To do: Note every line in the entries that contains the string "below", and copy it.
--*--
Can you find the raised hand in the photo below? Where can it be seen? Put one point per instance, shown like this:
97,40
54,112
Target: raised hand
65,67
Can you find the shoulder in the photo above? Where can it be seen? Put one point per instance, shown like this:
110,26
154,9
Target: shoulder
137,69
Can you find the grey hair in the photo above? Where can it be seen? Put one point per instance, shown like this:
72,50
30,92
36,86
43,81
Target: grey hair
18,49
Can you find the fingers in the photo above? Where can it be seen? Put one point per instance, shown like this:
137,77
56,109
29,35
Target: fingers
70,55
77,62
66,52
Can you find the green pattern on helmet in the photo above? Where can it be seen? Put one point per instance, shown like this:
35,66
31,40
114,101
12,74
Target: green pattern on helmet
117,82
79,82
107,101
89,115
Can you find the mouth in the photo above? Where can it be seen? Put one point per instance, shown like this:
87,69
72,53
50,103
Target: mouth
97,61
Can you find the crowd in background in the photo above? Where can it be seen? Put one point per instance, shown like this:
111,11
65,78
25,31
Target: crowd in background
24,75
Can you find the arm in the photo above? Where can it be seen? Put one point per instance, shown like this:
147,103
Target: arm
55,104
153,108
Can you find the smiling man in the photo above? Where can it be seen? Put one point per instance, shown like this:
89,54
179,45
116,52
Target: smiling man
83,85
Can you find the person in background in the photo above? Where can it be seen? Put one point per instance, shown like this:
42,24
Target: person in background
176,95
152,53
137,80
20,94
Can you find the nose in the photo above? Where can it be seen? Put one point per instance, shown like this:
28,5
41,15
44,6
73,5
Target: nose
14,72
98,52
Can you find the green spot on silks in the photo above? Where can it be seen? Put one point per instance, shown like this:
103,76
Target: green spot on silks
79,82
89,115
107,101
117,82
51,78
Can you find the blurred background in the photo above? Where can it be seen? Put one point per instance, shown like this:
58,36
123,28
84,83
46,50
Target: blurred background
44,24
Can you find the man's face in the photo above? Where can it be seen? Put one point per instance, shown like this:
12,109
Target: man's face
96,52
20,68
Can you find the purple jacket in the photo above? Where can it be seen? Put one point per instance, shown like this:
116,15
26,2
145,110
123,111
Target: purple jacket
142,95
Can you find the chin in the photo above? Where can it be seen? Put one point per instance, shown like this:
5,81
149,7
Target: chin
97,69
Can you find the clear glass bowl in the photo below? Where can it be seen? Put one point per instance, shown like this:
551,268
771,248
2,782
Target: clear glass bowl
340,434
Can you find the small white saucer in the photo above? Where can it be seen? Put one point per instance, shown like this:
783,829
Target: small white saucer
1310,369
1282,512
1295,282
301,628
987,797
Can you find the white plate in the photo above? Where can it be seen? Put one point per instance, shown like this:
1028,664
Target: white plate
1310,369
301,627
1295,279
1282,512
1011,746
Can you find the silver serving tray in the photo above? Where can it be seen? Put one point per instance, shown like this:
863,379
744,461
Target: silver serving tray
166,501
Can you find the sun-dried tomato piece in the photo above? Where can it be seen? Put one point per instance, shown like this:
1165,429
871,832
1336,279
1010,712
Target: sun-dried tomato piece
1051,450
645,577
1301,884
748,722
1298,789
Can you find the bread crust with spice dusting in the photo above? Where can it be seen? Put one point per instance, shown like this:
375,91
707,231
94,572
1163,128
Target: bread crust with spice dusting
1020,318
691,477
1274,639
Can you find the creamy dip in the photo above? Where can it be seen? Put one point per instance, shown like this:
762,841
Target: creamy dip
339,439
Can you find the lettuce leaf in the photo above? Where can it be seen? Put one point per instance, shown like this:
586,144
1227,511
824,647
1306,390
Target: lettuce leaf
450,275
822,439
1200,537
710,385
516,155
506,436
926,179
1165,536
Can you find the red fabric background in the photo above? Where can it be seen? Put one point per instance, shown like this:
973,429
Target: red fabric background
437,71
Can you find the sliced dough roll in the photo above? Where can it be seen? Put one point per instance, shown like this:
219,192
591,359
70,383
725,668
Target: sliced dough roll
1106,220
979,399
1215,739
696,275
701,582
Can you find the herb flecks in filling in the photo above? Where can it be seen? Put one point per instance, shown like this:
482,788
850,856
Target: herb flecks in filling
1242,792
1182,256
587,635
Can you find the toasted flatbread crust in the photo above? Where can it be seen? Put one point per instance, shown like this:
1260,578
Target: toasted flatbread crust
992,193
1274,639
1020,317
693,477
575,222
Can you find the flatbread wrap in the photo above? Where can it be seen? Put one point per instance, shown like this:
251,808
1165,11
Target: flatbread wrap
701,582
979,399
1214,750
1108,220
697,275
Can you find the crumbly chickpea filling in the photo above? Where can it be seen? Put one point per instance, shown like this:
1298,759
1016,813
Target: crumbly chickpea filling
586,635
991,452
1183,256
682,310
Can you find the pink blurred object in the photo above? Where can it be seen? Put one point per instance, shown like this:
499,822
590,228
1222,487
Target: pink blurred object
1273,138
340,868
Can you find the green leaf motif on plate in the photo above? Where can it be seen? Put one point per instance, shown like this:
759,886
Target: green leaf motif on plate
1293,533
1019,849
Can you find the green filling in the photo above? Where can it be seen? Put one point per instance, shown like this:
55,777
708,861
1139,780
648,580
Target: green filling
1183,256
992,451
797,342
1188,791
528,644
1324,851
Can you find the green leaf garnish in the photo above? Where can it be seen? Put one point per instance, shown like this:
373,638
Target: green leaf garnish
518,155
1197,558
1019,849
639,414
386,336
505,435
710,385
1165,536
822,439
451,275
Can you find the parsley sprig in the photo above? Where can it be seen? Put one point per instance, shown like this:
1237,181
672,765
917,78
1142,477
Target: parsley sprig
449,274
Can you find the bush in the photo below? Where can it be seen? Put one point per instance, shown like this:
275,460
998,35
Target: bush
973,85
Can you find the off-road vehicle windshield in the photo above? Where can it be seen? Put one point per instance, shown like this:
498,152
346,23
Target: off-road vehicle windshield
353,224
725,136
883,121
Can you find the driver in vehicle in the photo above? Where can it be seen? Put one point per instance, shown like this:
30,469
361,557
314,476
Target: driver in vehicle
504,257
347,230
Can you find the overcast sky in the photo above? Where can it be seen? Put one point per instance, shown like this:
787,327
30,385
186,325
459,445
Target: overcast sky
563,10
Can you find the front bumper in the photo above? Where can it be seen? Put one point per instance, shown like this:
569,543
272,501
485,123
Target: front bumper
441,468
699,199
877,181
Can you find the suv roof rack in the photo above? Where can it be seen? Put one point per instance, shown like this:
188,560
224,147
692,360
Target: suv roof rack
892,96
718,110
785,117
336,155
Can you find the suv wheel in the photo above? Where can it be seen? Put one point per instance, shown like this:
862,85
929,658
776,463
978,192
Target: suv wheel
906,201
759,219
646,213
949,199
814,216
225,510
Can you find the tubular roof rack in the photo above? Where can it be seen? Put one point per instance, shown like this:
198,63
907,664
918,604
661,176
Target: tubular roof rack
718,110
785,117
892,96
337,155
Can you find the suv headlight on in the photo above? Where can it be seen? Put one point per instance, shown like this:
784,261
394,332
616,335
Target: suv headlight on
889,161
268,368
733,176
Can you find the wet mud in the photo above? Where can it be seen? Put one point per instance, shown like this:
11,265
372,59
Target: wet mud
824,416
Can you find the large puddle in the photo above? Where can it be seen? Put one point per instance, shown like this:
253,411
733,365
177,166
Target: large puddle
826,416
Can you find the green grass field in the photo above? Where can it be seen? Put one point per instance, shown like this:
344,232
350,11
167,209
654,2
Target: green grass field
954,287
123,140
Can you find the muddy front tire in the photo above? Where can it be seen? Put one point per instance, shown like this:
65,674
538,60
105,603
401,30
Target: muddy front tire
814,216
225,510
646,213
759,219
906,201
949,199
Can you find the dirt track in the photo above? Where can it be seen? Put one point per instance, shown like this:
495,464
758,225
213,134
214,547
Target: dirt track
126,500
--*--
Answer area:
Can you find the raised hand in the photo below? Where can it be seen? Put one point per instance, shown like this:
Can you find the clear glass bowl in the photo below? Where can it be seen? Put one point per instance, shown like this:
Can you find the bush in the photo below? Where can it be seen? Put one point per instance, shown like this:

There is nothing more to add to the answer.